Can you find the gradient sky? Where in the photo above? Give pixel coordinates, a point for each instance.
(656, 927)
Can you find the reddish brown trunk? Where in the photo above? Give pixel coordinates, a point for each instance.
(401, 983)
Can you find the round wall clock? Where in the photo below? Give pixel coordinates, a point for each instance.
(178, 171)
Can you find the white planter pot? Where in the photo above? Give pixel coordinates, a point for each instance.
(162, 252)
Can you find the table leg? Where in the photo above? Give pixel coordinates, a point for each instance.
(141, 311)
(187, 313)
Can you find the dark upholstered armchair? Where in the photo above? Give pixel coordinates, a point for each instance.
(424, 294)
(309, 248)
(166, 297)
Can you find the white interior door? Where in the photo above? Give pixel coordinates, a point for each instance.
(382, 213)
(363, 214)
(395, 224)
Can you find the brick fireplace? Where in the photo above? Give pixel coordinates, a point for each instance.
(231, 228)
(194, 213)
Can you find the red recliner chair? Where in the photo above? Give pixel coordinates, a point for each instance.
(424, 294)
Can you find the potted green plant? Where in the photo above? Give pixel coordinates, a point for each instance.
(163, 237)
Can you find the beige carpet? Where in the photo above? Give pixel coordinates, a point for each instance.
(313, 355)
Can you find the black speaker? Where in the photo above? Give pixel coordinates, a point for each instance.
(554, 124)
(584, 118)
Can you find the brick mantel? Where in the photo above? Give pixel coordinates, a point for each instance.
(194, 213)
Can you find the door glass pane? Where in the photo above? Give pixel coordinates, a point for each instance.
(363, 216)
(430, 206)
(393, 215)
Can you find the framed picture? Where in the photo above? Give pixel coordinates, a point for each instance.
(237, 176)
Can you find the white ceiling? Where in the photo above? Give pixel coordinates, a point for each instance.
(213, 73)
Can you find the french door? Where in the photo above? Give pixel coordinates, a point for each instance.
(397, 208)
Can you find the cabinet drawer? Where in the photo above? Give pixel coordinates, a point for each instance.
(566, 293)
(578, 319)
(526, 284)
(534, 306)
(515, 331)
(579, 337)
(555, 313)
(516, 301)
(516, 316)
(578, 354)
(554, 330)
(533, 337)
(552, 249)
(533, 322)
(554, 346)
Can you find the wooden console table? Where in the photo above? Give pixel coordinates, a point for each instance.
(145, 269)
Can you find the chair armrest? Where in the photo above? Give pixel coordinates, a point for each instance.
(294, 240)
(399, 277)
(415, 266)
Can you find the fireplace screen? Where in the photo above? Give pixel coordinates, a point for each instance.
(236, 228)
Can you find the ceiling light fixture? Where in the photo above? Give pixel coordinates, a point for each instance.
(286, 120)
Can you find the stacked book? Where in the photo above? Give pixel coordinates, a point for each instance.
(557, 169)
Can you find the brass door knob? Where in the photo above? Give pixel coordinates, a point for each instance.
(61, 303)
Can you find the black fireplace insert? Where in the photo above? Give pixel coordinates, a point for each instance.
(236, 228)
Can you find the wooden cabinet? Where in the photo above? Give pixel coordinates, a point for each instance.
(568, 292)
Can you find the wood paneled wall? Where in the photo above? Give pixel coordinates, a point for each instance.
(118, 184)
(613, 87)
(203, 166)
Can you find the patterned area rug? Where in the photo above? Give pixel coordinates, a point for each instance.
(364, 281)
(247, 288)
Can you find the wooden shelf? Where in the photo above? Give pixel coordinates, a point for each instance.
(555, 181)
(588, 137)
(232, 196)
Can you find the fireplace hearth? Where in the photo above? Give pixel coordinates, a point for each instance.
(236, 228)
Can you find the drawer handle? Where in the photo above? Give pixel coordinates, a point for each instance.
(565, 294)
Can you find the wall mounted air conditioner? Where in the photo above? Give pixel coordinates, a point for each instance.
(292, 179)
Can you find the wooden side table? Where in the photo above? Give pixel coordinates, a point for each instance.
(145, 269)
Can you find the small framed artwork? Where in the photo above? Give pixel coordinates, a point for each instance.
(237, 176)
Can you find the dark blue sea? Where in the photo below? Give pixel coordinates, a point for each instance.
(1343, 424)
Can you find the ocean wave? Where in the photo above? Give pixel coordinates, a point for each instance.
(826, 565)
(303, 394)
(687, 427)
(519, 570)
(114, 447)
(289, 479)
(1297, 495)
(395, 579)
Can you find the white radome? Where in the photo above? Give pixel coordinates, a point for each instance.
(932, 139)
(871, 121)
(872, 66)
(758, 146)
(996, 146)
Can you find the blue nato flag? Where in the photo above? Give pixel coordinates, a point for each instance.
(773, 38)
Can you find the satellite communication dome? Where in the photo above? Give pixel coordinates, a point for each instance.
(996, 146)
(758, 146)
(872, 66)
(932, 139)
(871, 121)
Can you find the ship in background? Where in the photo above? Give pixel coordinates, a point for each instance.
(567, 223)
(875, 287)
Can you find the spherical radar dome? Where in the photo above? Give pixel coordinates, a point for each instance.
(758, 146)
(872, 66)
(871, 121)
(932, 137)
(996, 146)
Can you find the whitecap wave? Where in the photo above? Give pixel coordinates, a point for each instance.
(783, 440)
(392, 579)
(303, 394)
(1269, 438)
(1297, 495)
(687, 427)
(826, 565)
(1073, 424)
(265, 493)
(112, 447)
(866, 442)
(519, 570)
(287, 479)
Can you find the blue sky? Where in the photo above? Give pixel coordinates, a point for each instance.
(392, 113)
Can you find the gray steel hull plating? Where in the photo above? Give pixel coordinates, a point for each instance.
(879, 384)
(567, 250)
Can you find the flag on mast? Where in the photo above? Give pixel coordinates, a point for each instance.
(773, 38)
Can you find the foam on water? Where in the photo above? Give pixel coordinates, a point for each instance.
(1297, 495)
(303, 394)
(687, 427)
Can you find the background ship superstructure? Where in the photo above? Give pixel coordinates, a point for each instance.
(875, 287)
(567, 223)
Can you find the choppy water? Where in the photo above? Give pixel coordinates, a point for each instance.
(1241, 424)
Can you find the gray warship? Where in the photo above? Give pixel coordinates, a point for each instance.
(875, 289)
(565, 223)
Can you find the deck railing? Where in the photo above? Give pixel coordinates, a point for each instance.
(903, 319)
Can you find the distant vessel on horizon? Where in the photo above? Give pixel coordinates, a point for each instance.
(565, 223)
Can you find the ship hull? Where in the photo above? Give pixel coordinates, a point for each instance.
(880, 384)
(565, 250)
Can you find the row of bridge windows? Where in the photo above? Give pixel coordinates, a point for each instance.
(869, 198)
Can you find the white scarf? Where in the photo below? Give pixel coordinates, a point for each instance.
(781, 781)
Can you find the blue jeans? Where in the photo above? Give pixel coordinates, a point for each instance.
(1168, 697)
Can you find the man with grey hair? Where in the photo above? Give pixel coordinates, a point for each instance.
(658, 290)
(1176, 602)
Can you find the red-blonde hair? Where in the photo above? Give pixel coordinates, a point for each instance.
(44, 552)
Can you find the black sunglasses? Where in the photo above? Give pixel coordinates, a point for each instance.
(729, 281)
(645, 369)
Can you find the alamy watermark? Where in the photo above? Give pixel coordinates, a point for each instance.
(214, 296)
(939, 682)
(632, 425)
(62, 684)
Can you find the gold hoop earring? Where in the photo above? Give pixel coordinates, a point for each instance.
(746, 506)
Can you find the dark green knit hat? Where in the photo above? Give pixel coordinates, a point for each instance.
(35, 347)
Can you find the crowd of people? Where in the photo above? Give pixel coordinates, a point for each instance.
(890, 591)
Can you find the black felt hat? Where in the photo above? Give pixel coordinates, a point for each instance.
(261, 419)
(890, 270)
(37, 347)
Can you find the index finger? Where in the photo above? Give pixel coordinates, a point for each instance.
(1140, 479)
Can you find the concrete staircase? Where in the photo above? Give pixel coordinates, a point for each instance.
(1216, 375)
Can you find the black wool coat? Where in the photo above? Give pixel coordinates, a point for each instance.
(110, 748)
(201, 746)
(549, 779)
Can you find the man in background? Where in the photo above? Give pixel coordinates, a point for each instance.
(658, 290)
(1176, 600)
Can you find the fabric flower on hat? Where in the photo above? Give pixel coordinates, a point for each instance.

* THE PROBLEM:
Copy the entries word for word, beginning at the line that contains "Can you find the blue sky?" and ending after the line that contains "(1176, 602)".

* FINAL RESULT:
Can you find the blue sky? Where in the photo above? Give pixel coordinates, a point for each instance.
(392, 113)
Can you find the gray steel hull plating? Where in the photo above? Give pixel coordinates, a point for each instance.
(879, 384)
(567, 250)
Can you find the flag on mast? Where in the photo above? Give pixel coordinates, a point for each instance.
(773, 38)
Can you find the foam on water? Where in the photo above? Give pixel coordinates, a point for each instance.
(1297, 495)
(303, 394)
(687, 427)
Can you find the background ship superstructure? Where in the photo above? Give pixel coordinates, a point for each instance.
(875, 287)
(567, 223)
Can you find the choppy water? Where in the photo above? Give pixel coordinates, a point for each instance.
(1241, 424)
Can you find the gray warship? Where in the photo above? Give pixel coordinates, a point for each instance.
(875, 289)
(565, 223)
Can you find the deck railing? Where in the photo above? Give pixel coordinates, a point for each instance.
(903, 319)
Can you find the distant vessel on horizon? Where in the photo above? Give pixel coordinates, a point for each instance.
(565, 223)
Can you find the ship hull? Where in the photo above? Give pixel coordinates, a point for each instance.
(880, 384)
(565, 250)
Can you find the row of bridge windows? Where in the photo above? Give pixel coordinates, a point for each instance.
(869, 198)
Can you find the white scarf? Where in the photo below? Give pixel coordinates, a point for each instance.
(781, 781)
Can you find the blue jeans? Where in the photo above? Give pixel coordinates, a point for each instance.
(1168, 697)
Can you find the man with grey hair? Where in the photo above? Give pixel coordinates, a point for each instance.
(658, 290)
(1176, 602)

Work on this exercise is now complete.